▶ [Task details]:
Can you reproduce everything in the Python plotting post from "teta = where(r" down to "Y = r*sin(teta)", character for character?

▶ [Text shown]:
····················

But here is my question :

I cannot post images but the plot I wish to have is a "crown" (two concentric circle with radius a I mean, mathematically speaking is really easy to define but how can I do it with a python program ?

I thought of something like this :

def Fm1(X, Y):
    r =r = sqrt(1.*X**2+1.*Y**2)
    cos = 1.*X/r
    sin = 1.*Y/r
    teta = where( sin >= 0. , arccos(cos) , -arccos(cos) )
    teta = where(r == 0. , 0., teta)
    return r, teta


def F(r,teta):                                                                  
    X = r*cos(teta)                                                             
    Y = r*sin(teta)

····················

▶ [Extracted information]:
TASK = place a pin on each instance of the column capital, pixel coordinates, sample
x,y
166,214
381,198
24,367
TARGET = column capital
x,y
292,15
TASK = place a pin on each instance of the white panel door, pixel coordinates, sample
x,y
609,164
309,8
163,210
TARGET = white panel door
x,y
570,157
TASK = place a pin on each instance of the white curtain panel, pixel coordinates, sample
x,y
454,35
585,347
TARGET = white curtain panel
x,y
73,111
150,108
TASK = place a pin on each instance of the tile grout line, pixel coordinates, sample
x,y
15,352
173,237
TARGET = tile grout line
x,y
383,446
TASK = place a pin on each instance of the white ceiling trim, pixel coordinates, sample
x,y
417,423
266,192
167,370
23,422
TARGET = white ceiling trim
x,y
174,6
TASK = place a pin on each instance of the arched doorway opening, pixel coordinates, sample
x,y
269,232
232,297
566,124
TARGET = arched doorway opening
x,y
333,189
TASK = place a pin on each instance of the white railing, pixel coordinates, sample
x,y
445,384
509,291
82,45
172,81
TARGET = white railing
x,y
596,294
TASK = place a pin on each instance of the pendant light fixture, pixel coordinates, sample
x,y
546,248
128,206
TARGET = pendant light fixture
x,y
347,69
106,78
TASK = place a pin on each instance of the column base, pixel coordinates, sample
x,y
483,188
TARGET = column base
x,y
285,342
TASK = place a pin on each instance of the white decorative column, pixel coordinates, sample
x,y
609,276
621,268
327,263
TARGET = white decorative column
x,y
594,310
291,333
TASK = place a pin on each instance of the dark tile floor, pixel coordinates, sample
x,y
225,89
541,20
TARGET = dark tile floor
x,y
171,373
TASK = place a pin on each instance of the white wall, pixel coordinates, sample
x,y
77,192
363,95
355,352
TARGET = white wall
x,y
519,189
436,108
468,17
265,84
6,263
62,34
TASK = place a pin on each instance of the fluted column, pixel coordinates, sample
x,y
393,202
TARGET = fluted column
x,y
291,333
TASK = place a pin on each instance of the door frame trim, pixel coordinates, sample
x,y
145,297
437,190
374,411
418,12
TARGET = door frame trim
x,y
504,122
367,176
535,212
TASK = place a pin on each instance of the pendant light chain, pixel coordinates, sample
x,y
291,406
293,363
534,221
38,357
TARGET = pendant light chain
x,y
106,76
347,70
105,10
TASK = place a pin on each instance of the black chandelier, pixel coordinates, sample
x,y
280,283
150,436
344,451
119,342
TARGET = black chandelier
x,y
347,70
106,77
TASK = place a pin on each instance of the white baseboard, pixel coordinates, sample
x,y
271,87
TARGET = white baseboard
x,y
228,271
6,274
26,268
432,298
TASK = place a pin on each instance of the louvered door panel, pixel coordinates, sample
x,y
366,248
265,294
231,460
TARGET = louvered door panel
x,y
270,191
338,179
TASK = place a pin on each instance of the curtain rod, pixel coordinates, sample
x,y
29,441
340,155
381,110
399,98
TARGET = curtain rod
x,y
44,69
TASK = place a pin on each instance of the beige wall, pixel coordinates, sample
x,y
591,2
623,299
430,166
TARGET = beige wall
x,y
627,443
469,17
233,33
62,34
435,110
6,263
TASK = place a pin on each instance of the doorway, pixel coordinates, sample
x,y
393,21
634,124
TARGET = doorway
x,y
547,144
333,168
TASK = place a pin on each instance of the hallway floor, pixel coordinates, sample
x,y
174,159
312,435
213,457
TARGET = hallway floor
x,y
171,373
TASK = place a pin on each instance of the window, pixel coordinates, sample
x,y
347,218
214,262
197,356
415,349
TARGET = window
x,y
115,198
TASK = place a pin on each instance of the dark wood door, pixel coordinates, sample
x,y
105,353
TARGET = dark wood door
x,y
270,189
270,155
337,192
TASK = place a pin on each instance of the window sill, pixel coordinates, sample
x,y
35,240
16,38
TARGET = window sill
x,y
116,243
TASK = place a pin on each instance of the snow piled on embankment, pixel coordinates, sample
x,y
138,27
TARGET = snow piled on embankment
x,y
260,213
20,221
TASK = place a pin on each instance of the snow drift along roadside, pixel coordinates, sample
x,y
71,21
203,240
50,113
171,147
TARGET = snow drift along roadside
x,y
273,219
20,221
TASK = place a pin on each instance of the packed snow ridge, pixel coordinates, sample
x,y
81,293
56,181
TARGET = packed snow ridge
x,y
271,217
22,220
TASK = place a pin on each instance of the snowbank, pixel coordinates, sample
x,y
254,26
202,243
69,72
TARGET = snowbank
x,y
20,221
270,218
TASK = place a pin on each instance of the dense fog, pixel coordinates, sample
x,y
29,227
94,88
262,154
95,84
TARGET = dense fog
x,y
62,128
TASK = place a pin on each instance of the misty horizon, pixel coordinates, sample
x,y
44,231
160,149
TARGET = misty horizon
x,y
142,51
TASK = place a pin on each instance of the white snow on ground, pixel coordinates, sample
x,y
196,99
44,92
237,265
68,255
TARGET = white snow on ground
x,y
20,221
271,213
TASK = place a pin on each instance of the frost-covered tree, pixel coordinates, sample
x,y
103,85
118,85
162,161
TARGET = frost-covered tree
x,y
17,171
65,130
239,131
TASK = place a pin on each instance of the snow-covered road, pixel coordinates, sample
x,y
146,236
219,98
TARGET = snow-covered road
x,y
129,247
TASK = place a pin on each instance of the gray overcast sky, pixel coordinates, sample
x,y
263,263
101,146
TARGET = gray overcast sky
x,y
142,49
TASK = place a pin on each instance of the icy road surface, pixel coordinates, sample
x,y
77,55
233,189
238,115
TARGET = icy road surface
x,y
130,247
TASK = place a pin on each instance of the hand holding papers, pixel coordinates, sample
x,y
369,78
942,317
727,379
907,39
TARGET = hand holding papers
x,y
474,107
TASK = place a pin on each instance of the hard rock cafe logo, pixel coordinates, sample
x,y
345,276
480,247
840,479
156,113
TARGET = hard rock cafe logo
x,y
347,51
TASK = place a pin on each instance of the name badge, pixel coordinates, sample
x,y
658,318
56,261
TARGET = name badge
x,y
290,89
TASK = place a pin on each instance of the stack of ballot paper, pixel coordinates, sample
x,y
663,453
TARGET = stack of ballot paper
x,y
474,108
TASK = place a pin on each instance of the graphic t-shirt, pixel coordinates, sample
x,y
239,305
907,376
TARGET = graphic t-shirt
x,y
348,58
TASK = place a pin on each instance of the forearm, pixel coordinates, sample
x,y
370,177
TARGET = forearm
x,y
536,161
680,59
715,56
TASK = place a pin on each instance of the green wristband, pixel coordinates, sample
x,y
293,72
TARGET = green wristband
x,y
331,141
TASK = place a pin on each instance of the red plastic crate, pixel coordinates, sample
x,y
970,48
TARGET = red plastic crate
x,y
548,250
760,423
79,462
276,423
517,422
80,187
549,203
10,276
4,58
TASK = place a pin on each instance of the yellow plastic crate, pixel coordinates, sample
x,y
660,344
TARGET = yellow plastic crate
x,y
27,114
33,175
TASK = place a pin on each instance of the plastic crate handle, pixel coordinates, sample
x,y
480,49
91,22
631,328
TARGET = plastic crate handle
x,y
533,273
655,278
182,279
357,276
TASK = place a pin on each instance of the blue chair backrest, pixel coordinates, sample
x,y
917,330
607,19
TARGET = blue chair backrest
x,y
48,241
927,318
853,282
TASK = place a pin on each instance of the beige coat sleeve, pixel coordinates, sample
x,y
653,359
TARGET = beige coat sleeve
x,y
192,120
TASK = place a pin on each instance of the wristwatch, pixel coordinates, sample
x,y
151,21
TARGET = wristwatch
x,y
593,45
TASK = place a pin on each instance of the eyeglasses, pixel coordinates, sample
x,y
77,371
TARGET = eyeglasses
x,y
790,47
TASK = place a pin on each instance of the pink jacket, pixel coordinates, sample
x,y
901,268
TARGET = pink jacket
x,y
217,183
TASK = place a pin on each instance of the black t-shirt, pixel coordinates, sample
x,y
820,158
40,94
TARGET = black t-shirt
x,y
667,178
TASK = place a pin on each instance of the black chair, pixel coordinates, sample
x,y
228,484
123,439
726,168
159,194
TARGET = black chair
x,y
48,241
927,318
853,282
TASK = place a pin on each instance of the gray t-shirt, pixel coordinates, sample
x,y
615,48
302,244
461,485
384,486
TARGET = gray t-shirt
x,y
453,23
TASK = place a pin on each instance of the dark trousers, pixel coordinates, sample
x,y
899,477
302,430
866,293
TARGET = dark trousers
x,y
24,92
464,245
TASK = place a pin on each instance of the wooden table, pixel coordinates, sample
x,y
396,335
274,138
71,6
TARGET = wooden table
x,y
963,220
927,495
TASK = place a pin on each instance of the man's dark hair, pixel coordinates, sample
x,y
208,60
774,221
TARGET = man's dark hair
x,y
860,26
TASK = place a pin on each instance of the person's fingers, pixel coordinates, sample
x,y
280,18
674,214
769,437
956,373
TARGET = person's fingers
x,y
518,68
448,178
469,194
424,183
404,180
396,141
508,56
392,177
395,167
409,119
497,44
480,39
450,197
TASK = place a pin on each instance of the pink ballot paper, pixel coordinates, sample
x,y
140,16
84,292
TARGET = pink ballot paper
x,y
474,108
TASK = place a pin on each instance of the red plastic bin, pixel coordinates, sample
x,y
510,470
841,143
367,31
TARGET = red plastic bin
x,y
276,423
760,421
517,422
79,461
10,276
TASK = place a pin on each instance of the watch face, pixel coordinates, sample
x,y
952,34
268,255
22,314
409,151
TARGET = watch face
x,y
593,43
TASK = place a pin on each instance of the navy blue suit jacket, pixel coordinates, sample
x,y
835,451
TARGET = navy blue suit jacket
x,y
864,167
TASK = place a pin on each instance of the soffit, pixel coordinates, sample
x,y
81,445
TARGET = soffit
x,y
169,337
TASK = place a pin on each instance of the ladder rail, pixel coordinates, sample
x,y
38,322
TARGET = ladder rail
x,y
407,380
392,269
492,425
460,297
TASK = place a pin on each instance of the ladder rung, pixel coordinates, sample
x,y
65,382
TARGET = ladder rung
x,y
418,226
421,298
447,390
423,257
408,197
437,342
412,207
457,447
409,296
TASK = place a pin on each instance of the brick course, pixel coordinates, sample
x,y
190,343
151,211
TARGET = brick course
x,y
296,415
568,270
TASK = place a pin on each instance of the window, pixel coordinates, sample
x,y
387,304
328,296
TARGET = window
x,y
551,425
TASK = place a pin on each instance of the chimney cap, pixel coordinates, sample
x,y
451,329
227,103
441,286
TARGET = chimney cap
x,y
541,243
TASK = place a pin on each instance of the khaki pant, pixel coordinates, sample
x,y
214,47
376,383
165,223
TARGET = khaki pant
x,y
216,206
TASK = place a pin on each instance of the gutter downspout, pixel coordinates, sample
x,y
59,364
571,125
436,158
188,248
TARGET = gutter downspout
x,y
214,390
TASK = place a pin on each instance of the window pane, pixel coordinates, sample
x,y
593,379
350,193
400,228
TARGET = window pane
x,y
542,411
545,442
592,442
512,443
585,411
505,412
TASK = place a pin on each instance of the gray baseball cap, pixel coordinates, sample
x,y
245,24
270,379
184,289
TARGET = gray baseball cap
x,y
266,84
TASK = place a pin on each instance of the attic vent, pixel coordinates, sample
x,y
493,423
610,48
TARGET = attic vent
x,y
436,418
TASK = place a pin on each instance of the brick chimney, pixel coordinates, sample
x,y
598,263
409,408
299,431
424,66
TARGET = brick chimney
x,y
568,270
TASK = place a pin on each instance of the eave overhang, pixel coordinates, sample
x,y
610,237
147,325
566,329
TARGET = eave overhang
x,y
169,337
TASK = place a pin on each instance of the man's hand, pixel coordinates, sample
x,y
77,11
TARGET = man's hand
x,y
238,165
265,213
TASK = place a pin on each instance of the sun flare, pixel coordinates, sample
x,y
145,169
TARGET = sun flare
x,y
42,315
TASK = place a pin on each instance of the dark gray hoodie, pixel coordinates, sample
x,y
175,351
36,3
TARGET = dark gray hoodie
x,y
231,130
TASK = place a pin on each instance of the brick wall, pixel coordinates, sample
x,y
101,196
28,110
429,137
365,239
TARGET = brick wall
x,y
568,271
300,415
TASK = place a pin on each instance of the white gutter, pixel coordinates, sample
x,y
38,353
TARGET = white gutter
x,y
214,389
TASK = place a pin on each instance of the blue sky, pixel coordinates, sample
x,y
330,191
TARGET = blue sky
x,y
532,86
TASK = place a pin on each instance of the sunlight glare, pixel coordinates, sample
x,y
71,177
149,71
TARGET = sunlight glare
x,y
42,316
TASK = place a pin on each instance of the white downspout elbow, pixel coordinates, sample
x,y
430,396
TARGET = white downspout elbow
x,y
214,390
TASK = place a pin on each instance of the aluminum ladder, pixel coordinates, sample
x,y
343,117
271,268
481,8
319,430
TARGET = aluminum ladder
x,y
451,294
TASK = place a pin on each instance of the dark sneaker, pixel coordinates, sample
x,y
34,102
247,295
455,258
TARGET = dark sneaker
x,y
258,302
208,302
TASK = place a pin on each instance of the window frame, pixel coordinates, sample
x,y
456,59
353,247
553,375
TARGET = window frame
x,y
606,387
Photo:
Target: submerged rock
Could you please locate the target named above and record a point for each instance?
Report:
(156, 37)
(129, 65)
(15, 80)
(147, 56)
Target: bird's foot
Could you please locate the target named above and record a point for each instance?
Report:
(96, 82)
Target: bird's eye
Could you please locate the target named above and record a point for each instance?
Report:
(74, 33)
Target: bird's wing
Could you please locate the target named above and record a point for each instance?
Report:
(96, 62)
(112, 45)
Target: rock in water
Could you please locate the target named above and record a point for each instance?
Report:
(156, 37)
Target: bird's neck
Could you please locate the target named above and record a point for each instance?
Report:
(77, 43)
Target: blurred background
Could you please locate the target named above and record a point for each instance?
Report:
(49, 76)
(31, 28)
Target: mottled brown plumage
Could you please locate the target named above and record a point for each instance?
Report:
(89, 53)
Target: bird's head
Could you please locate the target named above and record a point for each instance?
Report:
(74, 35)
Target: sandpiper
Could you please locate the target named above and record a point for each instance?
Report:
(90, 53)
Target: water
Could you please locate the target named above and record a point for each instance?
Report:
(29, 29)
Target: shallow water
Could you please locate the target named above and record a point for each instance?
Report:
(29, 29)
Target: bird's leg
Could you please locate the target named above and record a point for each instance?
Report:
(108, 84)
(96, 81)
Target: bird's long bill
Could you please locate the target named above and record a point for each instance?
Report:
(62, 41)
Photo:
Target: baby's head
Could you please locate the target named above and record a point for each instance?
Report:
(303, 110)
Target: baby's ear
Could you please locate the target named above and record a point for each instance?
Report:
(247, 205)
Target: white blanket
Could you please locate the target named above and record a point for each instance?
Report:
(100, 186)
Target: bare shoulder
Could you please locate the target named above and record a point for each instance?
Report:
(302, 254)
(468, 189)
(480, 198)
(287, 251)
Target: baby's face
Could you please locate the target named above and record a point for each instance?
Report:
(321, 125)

····················

▶ [Written solution]:
teta = where(r == 0. , 0., teta)
    return r, teta


def F(r,teta):                                                                  
    X = r*cos(teta)                                                             
    Y = r*sin(teta)